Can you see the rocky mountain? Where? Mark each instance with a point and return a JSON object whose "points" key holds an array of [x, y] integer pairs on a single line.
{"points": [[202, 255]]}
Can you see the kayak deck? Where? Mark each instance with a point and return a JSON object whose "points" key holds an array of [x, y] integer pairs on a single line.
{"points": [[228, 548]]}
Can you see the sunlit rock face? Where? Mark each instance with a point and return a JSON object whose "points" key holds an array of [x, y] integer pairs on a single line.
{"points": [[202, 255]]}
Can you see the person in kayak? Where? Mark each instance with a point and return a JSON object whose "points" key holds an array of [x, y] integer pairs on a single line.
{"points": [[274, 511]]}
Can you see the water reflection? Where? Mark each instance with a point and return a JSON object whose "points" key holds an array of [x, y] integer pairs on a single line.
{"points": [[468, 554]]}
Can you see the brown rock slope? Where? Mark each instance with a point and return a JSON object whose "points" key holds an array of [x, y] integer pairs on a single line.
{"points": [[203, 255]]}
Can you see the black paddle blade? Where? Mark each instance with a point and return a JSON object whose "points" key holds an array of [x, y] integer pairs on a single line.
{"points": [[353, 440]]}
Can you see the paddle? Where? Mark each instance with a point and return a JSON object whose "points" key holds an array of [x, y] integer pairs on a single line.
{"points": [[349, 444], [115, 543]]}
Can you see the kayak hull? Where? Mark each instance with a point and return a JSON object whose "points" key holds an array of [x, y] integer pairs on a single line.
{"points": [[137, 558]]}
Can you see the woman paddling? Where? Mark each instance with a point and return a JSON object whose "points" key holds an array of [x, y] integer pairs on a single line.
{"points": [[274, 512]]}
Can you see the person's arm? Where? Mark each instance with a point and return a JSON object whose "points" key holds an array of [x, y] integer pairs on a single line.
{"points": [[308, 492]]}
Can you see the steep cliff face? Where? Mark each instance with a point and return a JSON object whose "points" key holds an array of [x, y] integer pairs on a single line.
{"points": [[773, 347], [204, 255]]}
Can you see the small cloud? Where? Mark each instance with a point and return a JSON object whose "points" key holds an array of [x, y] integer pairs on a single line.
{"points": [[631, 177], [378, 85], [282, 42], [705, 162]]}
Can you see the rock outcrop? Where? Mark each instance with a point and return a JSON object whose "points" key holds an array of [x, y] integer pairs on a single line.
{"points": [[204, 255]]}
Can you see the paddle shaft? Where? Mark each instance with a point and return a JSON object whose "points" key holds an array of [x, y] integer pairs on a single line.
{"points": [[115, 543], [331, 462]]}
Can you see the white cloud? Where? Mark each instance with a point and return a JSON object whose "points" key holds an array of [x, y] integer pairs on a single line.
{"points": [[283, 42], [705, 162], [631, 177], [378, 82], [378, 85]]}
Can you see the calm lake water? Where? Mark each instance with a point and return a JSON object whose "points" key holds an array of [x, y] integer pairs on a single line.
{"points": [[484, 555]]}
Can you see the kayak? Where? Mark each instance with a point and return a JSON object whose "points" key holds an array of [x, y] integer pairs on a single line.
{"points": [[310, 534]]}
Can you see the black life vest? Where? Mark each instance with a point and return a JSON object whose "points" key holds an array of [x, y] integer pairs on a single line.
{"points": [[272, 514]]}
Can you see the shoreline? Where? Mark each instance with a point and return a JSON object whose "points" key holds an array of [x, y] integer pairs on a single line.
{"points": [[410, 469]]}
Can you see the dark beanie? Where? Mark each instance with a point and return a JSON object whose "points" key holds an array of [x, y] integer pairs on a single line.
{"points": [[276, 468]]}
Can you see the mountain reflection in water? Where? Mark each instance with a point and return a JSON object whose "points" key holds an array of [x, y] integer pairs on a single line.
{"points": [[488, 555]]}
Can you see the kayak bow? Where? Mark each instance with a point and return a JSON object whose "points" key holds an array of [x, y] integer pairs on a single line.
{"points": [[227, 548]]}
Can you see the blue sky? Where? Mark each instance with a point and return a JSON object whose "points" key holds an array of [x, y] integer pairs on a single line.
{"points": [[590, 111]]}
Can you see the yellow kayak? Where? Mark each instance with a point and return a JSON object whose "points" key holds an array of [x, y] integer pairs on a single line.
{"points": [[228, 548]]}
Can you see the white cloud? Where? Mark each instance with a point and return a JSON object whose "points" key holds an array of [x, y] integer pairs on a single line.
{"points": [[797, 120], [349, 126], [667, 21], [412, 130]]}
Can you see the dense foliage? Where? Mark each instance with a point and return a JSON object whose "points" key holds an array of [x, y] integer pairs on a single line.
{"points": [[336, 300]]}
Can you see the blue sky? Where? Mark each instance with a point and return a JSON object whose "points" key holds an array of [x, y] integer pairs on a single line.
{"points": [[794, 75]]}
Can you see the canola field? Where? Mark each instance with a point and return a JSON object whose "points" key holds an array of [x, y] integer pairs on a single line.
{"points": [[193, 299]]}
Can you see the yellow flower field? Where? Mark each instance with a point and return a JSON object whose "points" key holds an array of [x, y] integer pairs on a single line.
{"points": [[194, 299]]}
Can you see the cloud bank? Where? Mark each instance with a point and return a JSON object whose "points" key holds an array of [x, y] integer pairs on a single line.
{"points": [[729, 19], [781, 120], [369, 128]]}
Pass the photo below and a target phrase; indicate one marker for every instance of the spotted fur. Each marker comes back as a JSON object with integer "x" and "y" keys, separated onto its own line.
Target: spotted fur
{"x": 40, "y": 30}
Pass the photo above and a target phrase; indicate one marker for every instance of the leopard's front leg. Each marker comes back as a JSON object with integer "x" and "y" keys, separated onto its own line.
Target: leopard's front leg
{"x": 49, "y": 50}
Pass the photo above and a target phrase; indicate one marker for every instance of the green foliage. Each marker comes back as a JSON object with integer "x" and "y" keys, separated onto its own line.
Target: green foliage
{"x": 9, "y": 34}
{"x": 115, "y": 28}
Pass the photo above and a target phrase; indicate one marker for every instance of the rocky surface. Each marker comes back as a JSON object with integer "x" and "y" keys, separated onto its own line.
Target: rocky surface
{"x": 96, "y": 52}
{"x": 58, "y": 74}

^^^^^^^^^^^^^^^^

WHAT IS EXPECTED: Exactly as they appear above, set down all of the records once more.

RESULT OF THE TASK:
Can you see the rocky mountain? Where? Mark each instance with a point and return a JSON object whose "points" key holds an array of [x, y] integer pairs on a single line.
{"points": [[202, 255]]}
Can you see the kayak deck? Where? Mark each instance with a point and return a JSON object whose "points" key holds an array of [x, y] integer pairs on a single line.
{"points": [[228, 548]]}
Can you see the sunlit rock face? Where? Mark each instance with a point and return a JSON object whose "points" key holds an array of [x, y] integer pairs on a single line.
{"points": [[202, 255]]}
Can you see the person in kayak? Where? Mark each instance with a point and return a JSON object whose "points" key holds an array of [x, y] integer pairs on a single line.
{"points": [[274, 511]]}
Can you see the water reflection? Where? Mark each instance with a point and return a JSON object whose "points" key holds an array of [x, y] integer pairs on a single line.
{"points": [[468, 554]]}
Can you see the brown rock slope? Where? Mark each instance with a point and return a JSON object whose "points" key holds an array of [x, y] integer pairs on a single line.
{"points": [[203, 255]]}
Can you see the black paddle blade? Where? Mark each instance with a point and return a JSON object whose "points" key holds an array of [x, y] integer pairs on a single line.
{"points": [[353, 440]]}
Can you see the paddle? Where? Mark each instance with a point and return a JSON object whose "points" key holds an array of [x, y] integer pairs on a single line.
{"points": [[349, 444], [115, 543]]}
Can you see the kayak hull? Where? Mark each instance with a point and return a JSON object whose "points" key holds an array of [x, y] integer pairs on a single line.
{"points": [[137, 558]]}
Can you see the woman paddling? Where? Mark each instance with a point and return a JSON object whose "points" key holds an array of [x, y] integer pairs on a single line.
{"points": [[274, 512]]}
Can you see the person's arm? Where? Mark each instance with a point and return a JSON object whose "points" key holds an array of [x, y] integer pairs on a single line.
{"points": [[308, 492]]}
Can you see the steep cliff face? Where? Mark each instance with a point and return a JSON object whose "points" key holds an array of [x, y] integer pairs on a single line.
{"points": [[773, 347], [204, 255]]}
Can you see the small cloud? Where? Mark each instance with a point and return a JSON object whose "points" key holds an array of [x, y] integer pairs on a single line.
{"points": [[631, 177], [378, 85], [282, 42], [705, 162]]}
Can you see the rock outcrop? Where? Mark each instance with a point and return a JSON object whose "points" key holds an array of [x, y] integer pairs on a single line.
{"points": [[204, 255]]}
Can you see the paddle shaft? Where? Mark each instance with a point and return a JSON object whose "points" key holds an array of [x, y] integer pairs on a single line.
{"points": [[115, 543], [331, 462]]}
Can you see the white cloud? Where? Mark each instance with a point and return a JSON object whose "points" key holds an array of [x, y] integer pairs on a single line.
{"points": [[283, 42], [705, 162], [631, 177], [378, 82], [378, 85]]}
Can you see the calm lake water? Where? Mark each instance with a point and return a JSON object whose "points" key holds an array of [x, y] integer pairs on a single line.
{"points": [[484, 555]]}
Can you see the kayak? Where? Mark each instance with a point and return a JSON object whose "points" key holds an array of [x, y] integer pairs on a single line.
{"points": [[310, 534]]}
Can you see the black life vest? Where? Mark each instance with a point and return a JSON object whose "points" key holds an array of [x, y] integer pairs on a single line.
{"points": [[272, 514]]}
Can you see the shoreline? Where? Mark each instance with a point and return a JSON object whose "points" key holds an array of [x, y] integer pairs on a single line.
{"points": [[410, 469]]}
Can you see the dark beanie? Where? Mark each instance with a point and return a JSON object whose "points" key holds an array of [x, y] integer pairs on a single line.
{"points": [[276, 468]]}
Can you see the mountain reflection in water? Where? Mark each instance with a point and return a JSON object whose "points" key holds an array of [x, y] integer pairs on a single line.
{"points": [[488, 555]]}
Can you see the kayak bow? Where? Mark each instance with a point and return a JSON object whose "points" key holds an array of [x, y] integer pairs on a single line.
{"points": [[227, 548]]}
Can you see the blue sky? Where? Mark each instance with a point and return a JSON object whose "points" key holds an array of [x, y] integer pairs on a single line.
{"points": [[590, 111]]}
Can you see the yellow kayak? Where? Mark each instance with a point and return a JSON object whose "points" key holds an array of [x, y] integer pairs on a single line.
{"points": [[228, 548]]}
Can you see the white cloud? Where? Mark each instance with a point and return a JSON object whose "points" key holds an array of [x, y] integer pairs on a single line.
{"points": [[797, 120], [349, 126], [667, 21], [412, 130]]}
Can you see the dense foliage? Where? Mark each instance with a point and return a JSON object whose "points" key holds an array of [x, y] integer pairs on a single line.
{"points": [[336, 300]]}
Can you see the blue sky? Where? Mark each instance with a point and return a JSON object whose "points" key holds an array of [x, y] integer pairs on a single line.
{"points": [[794, 75]]}
Can you see the canola field? Where? Mark each instance with a point and return a JSON object whose "points" key holds an array of [x, y] integer pairs on a single line.
{"points": [[193, 299]]}
Can you see the yellow flower field? Where? Mark each instance with a point and return a JSON object whose "points" key holds an array of [x, y] integer pairs on a single line.
{"points": [[194, 299]]}
Can you see the cloud bank? Where? Mark each instance with a point and return a JSON object whose "points" key holds an array of [x, y] integer pairs on a single line.
{"points": [[729, 19], [781, 120], [369, 128]]}
Pass the photo below and a target phrase; indicate one marker for every instance of the spotted fur. Each marker comes back as a JSON object with integer "x" and "y" keys, separated onto its own line.
Target: spotted fur
{"x": 40, "y": 30}
Pass the photo above and a target phrase; indicate one marker for every instance of the leopard's front leg. Each marker comes back as a JSON object with integer "x" and "y" keys, separated onto its own line.
Target: leopard's front leg
{"x": 49, "y": 50}
Pass the photo above and a target phrase; indicate one marker for every instance of the green foliage. Each marker comes back as a JSON object with integer "x" and "y" keys, separated onto its own line.
Target: green foliage
{"x": 9, "y": 34}
{"x": 115, "y": 28}
Pass the photo above and a target phrase; indicate one marker for every instance of the rocky surface. Each marker comes back as a JSON object with integer "x" and "y" keys, separated onto its own line.
Target: rocky surface
{"x": 96, "y": 52}
{"x": 58, "y": 74}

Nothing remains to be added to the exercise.